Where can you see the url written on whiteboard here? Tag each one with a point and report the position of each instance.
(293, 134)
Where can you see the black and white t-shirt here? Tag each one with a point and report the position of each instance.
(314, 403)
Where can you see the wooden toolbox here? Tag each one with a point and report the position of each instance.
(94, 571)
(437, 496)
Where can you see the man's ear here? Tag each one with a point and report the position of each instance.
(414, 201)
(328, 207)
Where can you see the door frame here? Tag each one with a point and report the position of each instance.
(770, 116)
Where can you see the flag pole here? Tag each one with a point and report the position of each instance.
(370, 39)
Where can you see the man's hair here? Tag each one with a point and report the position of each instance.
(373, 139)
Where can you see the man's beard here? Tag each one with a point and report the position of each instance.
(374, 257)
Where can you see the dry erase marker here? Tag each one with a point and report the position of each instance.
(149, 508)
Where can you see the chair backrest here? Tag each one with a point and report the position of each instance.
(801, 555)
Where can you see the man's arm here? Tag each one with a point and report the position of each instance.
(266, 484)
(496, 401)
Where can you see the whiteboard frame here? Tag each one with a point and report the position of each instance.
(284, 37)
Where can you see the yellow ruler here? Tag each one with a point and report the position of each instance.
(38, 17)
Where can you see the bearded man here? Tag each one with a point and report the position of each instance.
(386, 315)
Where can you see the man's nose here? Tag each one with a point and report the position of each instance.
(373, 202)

* * *

Activity –
In this exercise, reproduce each line above exactly.

Result –
Where can you see the url written on whiteboard here? Tag each one with a point and report the position of each instance.
(293, 134)
Where can you see the black and white t-shirt here? Tag each one with a point and report the position of each instance.
(314, 403)
Where can you see the wooden toolbox here? Tag each one with a point and report the position of each instance.
(94, 571)
(437, 496)
Where can you see the man's ear here? Tag each one with a point and report the position of each instance.
(414, 201)
(328, 207)
Where can you see the door frame here? Tag each one with a point and report the position of each instance.
(770, 116)
Where can you see the flag pole here? Tag each one with a point and report the position of each instance.
(370, 39)
Where can you see the man's hair here? Tag each one with a point and report the position of each instance.
(373, 139)
Where can you see the man's beard here? Tag each one with a point and report the position of each instance.
(374, 257)
Where can you see the dry erase marker here? Tag each one with a point and report the position of each instance.
(149, 508)
Where can you see the chair backrest here? Tag each one with a point and report the position of each instance.
(801, 555)
Where can you see the man's arm here? Tag each one with a point and report the position of each instance.
(266, 484)
(496, 401)
Where can you see the whiteboard frame here? Tag each one with a point and report the position of each instance.
(284, 37)
Where can you see the yellow ruler here? Tag each one with a point and report the position of each instance.
(38, 17)
Where can you see the bearded man here? Tag each one with a point and report the position of each instance.
(386, 315)
Where can you see the man's nose here? Tag each one with a point and report the position of each instance.
(373, 202)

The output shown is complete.